ANGEZEIGTER TEXT —
------------------------

Ein Halbleiter-Quantenprozessor „Made in Germany“
Projekt QUASAR soll die Grundlagen für eine industrielle Fertigung der Quantenprozessoren schaffen.
Das Rennen um den Bau von Quantencomputern ist im vollen Gange. In der Grundlagenforschung auf diesem Gebiet gehört Deutschland zur Weltspitze. Ein Zusammenschluss des Forschungszentrums Jülich mit dem Halbleiter-Hersteller Infineon will die Ergebnisse nun gemeinsam mit Instituten der Fraunhofer-Gesellschaft, der Leibniz-Gemeinschaft, den Universitäten in Regensburg und Konstanz sowie dem Quanten-Startup HQS in die Praxis bringen. Ziel ist ein Halbleiter-Quantenprozessor „Made in Germany“, der auf dem „Shutteln“ von Elektronen basiert und mit in Deutschland verfügbarer Technologie realisiert werden soll. Das mit über 7,5 Millionen Euro vom Bundesministerium für Bildung und Forschung geförderte QUASAR-Projekt soll in den nächsten vier Jahren die Grundlagen für die industrielle Fertigung der Quantenprozessoren schaffen.
Noch ist offen, welcher Ansatz den Wettlauf zum Quantenrechner für sich entscheiden wird. Versuche mit supraleitenden Qubits sind am weitesten entwickelt. Auf ihnen beruhen zum Beispiel Googles Quantenchips und der experimentelle Quantencomputer im europäischen Quantenflaggschiff-Projekt, der in diesem Jahr am Forschungszentrum Jülich in Betrieb gehen soll. Doch wenn es um große Qubit-Zahlen geht, haben möglicherweise Halbleiter-Qubits die Nase vorn.

------------------------

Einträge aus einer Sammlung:
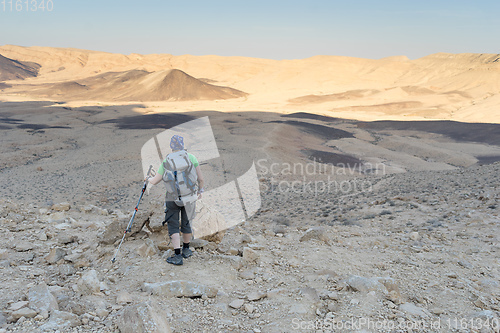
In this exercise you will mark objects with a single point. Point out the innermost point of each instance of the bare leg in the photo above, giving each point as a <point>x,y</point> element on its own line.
<point>186,238</point>
<point>176,240</point>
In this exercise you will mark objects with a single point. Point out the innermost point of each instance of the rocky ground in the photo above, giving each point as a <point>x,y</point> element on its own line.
<point>416,252</point>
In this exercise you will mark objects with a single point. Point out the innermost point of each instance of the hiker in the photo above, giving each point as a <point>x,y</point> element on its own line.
<point>182,174</point>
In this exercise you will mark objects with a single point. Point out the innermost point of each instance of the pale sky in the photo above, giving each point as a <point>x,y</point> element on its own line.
<point>254,28</point>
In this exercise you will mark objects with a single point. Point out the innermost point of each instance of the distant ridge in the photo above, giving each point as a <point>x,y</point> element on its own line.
<point>17,70</point>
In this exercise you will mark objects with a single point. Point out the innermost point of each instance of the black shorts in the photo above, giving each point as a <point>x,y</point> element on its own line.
<point>172,218</point>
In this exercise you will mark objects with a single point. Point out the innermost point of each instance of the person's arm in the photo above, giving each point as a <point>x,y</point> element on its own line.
<point>201,181</point>
<point>156,179</point>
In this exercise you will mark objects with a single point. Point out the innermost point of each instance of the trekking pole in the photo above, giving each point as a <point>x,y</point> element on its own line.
<point>129,227</point>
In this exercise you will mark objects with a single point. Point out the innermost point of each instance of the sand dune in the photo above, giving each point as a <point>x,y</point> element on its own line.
<point>139,85</point>
<point>448,86</point>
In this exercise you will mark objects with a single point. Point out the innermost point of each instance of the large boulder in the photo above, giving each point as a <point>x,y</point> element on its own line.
<point>179,289</point>
<point>89,283</point>
<point>145,317</point>
<point>41,300</point>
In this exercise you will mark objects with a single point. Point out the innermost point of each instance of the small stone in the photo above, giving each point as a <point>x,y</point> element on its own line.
<point>4,254</point>
<point>89,283</point>
<point>24,246</point>
<point>123,298</point>
<point>63,206</point>
<point>147,249</point>
<point>365,285</point>
<point>236,304</point>
<point>67,239</point>
<point>249,308</point>
<point>165,246</point>
<point>314,233</point>
<point>42,236</point>
<point>18,305</point>
<point>67,269</point>
<point>55,255</point>
<point>437,311</point>
<point>247,274</point>
<point>414,236</point>
<point>61,320</point>
<point>142,318</point>
<point>250,256</point>
<point>256,295</point>
<point>465,264</point>
<point>198,243</point>
<point>24,312</point>
<point>414,310</point>
<point>102,313</point>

------------------------

Zitiere aus dem Text über das Projekt QUASAR die Stelle, die mit „Das Rennen um“ beginnt und mit „die industrielle Fertigung der Quantenprozessoren schaffen.“ endet. Die Auflistung ist eigenständiges Material und gehört nicht zum Text über das Projekt QUASAR.

Das Rennen um den Bau von Quantencomputern ist im vollen Gange. In der Grundlagenforschung auf diesem Gebiet gehört Deutschland zur Weltspitze. Ein Zusammenschluss des Forschungszentrums Jülich mit dem Halbleiter-Hersteller Infineon will die Ergebnisse nun gemeinsam mit Instituten der Fraunhofer-Gesellschaft, der Leibniz-Gemeinschaft, den Universitäten in Regensburg und Konstanz sowie dem Quanten-Startup HQS in die Praxis bringen. Ziel ist ein Halbleiter-Quantenprozessor „Made in Germany“, der auf dem „Shutteln“ von Elektronen basiert und mit in Deutschland verfügbarer Technologie realisiert werden soll. Das mit über 7,5 Millionen Euro vom Bundesministerium für Bildung und Forschung geförderte QUASAR-Projekt soll in den nächsten vier Jahren die Grundlagen für die industrielle Fertigung der Quantenprozessoren schaffen.